**WHAT TO WORK ON**
Please restate every record below word for word and skip the pictures.

· · · ·

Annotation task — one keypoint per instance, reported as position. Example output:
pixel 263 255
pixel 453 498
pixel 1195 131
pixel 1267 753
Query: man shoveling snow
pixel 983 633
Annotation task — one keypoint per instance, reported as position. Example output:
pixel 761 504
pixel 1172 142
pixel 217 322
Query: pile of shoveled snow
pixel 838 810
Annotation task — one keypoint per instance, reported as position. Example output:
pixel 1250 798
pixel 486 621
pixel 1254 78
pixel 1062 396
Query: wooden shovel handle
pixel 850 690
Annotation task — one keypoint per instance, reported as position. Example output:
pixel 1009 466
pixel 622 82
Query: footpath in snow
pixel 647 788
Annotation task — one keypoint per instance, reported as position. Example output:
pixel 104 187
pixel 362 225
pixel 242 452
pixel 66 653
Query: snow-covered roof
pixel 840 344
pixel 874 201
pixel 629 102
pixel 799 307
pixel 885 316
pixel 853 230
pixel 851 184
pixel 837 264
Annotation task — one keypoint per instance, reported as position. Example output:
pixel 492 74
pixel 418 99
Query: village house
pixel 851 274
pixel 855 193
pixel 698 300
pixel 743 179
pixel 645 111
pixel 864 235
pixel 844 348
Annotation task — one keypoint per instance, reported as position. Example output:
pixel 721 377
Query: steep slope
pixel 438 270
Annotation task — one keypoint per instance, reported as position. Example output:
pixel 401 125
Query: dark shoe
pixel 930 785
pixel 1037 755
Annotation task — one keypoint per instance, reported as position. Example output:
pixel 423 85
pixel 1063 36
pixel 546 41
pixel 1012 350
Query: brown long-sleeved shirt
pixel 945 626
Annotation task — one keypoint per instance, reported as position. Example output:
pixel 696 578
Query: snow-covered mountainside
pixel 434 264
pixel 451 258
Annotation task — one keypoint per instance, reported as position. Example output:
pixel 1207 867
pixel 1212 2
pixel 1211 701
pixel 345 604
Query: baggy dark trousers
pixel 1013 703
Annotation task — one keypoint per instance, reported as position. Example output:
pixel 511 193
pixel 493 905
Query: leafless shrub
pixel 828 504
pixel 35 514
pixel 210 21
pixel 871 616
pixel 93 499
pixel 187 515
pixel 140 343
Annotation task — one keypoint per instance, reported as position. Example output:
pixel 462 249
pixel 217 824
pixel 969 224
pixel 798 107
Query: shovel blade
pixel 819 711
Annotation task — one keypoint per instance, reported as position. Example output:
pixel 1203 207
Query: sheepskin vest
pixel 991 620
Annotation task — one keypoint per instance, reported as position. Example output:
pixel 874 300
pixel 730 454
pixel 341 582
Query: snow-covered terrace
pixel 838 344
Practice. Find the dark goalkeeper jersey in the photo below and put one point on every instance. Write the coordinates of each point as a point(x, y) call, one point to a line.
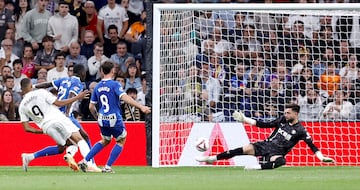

· · · ·

**SOLVED EXERCISE**
Annotation task — one keypoint per instance, reported as position. Example output:
pixel 263 255
pixel 453 498
pixel 1195 131
pixel 1267 753
Query: man shoveling snow
pixel 983 633
Annotation task — one keypoint per instance, reported as position. Example output:
pixel 761 504
pixel 1172 142
pixel 217 322
Query: pile of shoveled snow
pixel 838 810
Annotation task — one keypoint per instance, reported as position. Example output:
pixel 1250 798
pixel 486 621
pixel 1254 78
pixel 1062 396
Query: wooden shovel handle
pixel 850 690
Annotation task — one keypoint per instance, reported as position. Example output:
pixel 1009 466
pixel 622 82
Query: footpath in snow
pixel 647 788
Annotation task — one keypoint per instance, reported as position. Example output:
pixel 104 187
pixel 362 225
pixel 242 452
pixel 66 653
Query: snow-covered roof
pixel 840 344
pixel 874 201
pixel 629 102
pixel 799 307
pixel 885 316
pixel 853 230
pixel 851 184
pixel 837 264
Annotation task — one keypoint per instance, reported as position. Example output:
pixel 492 74
pixel 418 99
Query: village house
pixel 851 274
pixel 855 193
pixel 698 300
pixel 743 179
pixel 645 111
pixel 864 235
pixel 844 348
Annotation task — one keypoint per instance, reported as position. Example output:
pixel 721 377
Query: steep slope
pixel 438 270
Annotation task — one keypoint per instance, reported as position. Example output:
pixel 401 125
Query: dark shoe
pixel 930 785
pixel 1037 755
Annotation task — one keypoint per instance, reported as position. Example output:
pixel 423 85
pixel 1063 36
pixel 546 41
pixel 1012 350
Query: brown long-sleeved shirt
pixel 945 626
Annotation task — one keypoint per instance, reported as position. Example output:
pixel 696 578
Query: snow-covered mountainside
pixel 434 264
pixel 451 258
Annotation task — one keypoint per instance, reported as position. Example output:
pixel 1207 867
pixel 1212 2
pixel 1211 701
pixel 345 604
Query: baggy dark trousers
pixel 1013 703
Annotation task — one keypoint per instance, reported as position. Example output:
pixel 511 193
pixel 493 905
Query: leafless shrub
pixel 828 504
pixel 35 514
pixel 210 21
pixel 871 616
pixel 93 499
pixel 187 515
pixel 140 343
Annotation task — one keypoint per instance, reported as position. Example output:
pixel 462 249
pixel 217 824
pixel 969 224
pixel 798 107
Query: shovel blade
pixel 819 711
Annotation task — one keypoint per instance, reported as position. Example output:
pixel 1203 207
Query: sheepskin vest
pixel 991 620
Annotation task — one keypoint per instance, reported as position. Example output:
pixel 874 300
pixel 730 454
pixel 341 582
Query: snow-covered terrace
pixel 838 344
Practice. Find the dark goalkeeper jersey in the photo below and put one point on every instance. Write the coordinates of each point as a point(x, y) call, one point to a line.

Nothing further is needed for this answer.